Phrase grounding data
------------------------------------------------
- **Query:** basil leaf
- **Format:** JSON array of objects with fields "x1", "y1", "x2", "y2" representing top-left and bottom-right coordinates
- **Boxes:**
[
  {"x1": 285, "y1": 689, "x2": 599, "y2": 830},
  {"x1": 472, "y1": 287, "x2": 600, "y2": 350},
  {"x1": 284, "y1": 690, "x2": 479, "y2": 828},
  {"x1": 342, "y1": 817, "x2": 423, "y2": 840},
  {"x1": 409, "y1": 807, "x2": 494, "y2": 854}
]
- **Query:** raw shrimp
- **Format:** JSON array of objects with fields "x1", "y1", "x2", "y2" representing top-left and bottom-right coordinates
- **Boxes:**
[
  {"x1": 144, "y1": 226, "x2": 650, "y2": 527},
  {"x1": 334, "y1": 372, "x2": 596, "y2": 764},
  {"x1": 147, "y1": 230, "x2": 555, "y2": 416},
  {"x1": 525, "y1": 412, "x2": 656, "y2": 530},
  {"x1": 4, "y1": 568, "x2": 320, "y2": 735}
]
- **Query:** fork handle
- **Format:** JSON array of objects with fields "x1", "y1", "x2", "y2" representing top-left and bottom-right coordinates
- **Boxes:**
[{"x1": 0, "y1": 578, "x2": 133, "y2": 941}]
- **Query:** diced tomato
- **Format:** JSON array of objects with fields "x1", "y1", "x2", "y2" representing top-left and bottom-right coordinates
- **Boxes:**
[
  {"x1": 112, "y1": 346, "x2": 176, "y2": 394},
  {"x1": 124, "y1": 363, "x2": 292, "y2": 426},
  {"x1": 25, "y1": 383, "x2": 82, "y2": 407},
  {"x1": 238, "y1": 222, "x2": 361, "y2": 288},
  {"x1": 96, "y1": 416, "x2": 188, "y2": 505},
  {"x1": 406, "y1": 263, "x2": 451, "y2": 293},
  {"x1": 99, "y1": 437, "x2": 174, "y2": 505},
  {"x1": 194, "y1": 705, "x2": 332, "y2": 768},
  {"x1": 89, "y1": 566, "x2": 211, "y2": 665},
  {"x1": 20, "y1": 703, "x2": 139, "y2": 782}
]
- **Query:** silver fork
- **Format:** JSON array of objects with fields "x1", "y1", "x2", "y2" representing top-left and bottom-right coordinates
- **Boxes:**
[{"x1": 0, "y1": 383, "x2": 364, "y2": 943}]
------------------------------------------------
**Aim of the exercise**
In the entries above, find each line with "fork" and list it.

**Task output**
- **Query:** fork handle
- **Query:** silver fork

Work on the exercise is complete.